## SET EXERCISE
Display every line in the records that contains the word "willing", matching case.

## PROVIDED DATA
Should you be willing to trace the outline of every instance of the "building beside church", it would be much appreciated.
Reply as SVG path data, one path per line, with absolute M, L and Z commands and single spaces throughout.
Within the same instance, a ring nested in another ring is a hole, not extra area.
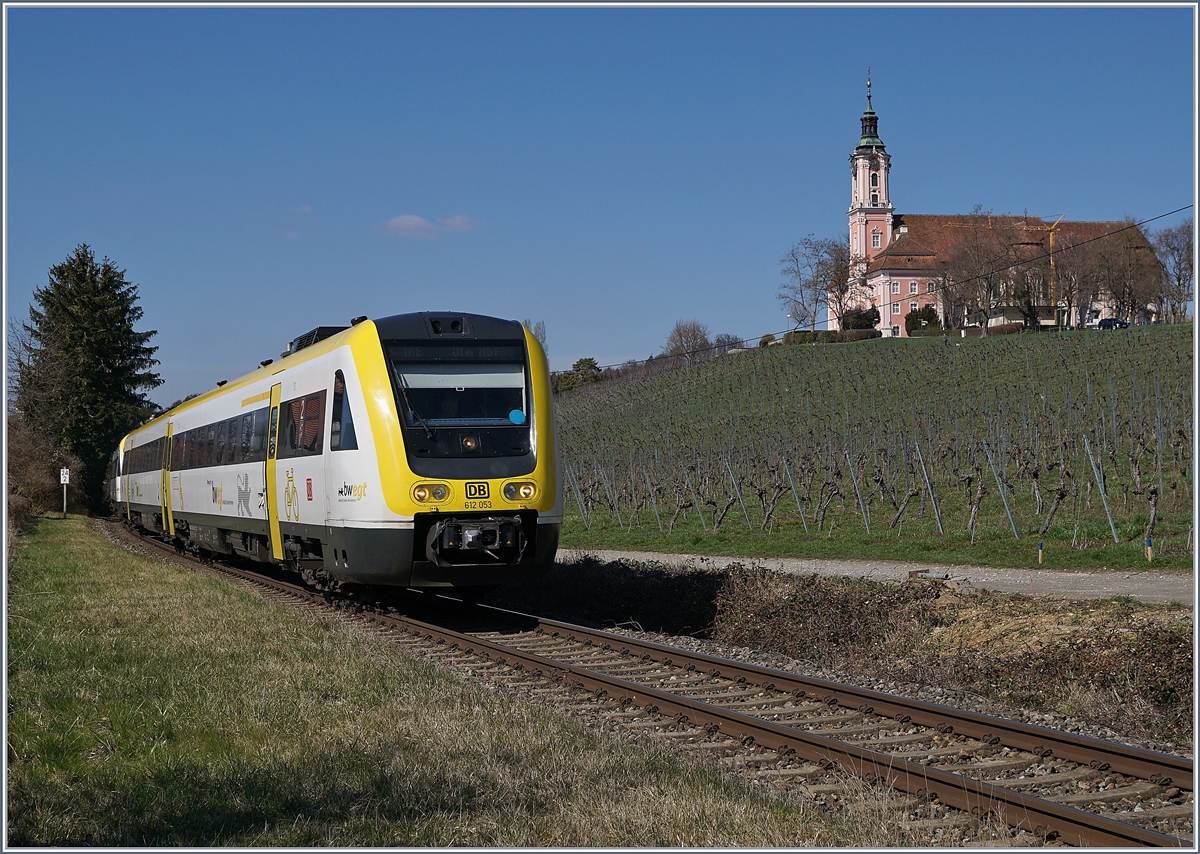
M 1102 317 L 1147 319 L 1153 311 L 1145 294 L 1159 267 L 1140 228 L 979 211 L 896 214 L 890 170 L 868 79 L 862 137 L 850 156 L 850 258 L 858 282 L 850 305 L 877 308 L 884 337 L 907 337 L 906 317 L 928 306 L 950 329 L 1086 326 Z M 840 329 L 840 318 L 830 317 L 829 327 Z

---

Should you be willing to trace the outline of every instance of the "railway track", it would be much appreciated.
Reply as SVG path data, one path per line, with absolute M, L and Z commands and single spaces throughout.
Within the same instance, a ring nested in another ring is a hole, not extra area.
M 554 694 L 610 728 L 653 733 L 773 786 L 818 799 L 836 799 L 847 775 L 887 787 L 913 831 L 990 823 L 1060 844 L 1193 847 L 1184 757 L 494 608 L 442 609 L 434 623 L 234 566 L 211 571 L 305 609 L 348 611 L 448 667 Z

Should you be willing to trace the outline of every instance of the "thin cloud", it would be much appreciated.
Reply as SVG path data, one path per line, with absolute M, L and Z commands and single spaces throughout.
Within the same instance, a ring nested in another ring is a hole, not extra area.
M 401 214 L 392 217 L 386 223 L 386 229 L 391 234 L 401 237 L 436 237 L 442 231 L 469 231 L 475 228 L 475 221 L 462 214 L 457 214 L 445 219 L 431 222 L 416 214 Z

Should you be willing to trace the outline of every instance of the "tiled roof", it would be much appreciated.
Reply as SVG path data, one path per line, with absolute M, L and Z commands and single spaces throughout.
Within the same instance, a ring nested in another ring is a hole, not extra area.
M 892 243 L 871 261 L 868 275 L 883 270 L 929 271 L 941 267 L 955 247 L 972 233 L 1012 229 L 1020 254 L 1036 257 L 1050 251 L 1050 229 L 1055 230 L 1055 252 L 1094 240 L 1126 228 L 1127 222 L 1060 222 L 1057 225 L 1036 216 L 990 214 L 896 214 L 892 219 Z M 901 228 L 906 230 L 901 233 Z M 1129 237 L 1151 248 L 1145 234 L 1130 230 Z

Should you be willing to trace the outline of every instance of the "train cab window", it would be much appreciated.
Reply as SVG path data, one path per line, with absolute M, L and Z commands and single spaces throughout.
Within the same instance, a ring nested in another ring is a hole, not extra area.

## WRITTEN SOLUTION
Should you be willing to trace the outline of every instance of the "building beside church", it would be much appreciated.
Should you be willing to trace the outline of every instance of the "railway track", it would be much appreciated.
Should you be willing to trace the outline of every instance of the "thin cloud", it would be much appreciated.
Should you be willing to trace the outline of every instance of the "tiled roof", it would be much appreciated.
Should you be willing to trace the outline of every instance of the "train cab window", it would be much appreciated.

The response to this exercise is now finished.